Dataset entries
════════════════════

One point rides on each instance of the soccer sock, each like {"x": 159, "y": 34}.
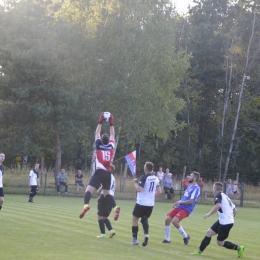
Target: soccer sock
{"x": 182, "y": 232}
{"x": 167, "y": 232}
{"x": 108, "y": 224}
{"x": 145, "y": 224}
{"x": 87, "y": 197}
{"x": 134, "y": 231}
{"x": 102, "y": 226}
{"x": 230, "y": 245}
{"x": 204, "y": 243}
{"x": 110, "y": 200}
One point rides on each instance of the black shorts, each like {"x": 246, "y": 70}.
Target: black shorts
{"x": 221, "y": 230}
{"x": 101, "y": 176}
{"x": 80, "y": 183}
{"x": 142, "y": 211}
{"x": 104, "y": 209}
{"x": 34, "y": 188}
{"x": 1, "y": 192}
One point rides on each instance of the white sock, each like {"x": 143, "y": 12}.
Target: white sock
{"x": 182, "y": 232}
{"x": 167, "y": 232}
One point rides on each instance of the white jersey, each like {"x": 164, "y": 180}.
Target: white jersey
{"x": 33, "y": 177}
{"x": 149, "y": 183}
{"x": 1, "y": 175}
{"x": 112, "y": 186}
{"x": 225, "y": 213}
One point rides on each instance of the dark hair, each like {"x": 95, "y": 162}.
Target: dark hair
{"x": 105, "y": 139}
{"x": 196, "y": 175}
{"x": 149, "y": 166}
{"x": 218, "y": 186}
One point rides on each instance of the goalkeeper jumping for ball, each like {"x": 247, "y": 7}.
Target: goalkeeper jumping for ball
{"x": 105, "y": 146}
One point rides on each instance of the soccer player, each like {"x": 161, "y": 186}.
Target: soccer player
{"x": 105, "y": 146}
{"x": 183, "y": 208}
{"x": 2, "y": 158}
{"x": 104, "y": 210}
{"x": 147, "y": 188}
{"x": 33, "y": 182}
{"x": 226, "y": 212}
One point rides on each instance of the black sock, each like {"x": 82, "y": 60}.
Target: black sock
{"x": 110, "y": 200}
{"x": 134, "y": 231}
{"x": 145, "y": 224}
{"x": 108, "y": 224}
{"x": 204, "y": 243}
{"x": 101, "y": 226}
{"x": 230, "y": 245}
{"x": 87, "y": 197}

════════════════════

▶ **The request**
Please rewrite the data from the line with "One point rides on each instance of the goalkeeper" up to and including the last line, keeping the requests as they are and shifting every coordinate in the answers by -117.

▶ **Problem solution**
One point rides on each instance of the goalkeeper jumping for ball, each like {"x": 247, "y": 7}.
Target: goalkeeper jumping for ball
{"x": -12, "y": 29}
One point rides on each instance of the soccer player, each like {"x": 161, "y": 186}.
Target: soccer player
{"x": -12, "y": 29}
{"x": 66, "y": 91}
{"x": -115, "y": 41}
{"x": -13, "y": 93}
{"x": 30, "y": 71}
{"x": -84, "y": 65}
{"x": 109, "y": 95}
One point rides on each instance of the black sock, each like {"x": 82, "y": 60}.
Target: black sock
{"x": -7, "y": 83}
{"x": 17, "y": 114}
{"x": 28, "y": 107}
{"x": -9, "y": 107}
{"x": 87, "y": 126}
{"x": -16, "y": 109}
{"x": 113, "y": 128}
{"x": -30, "y": 80}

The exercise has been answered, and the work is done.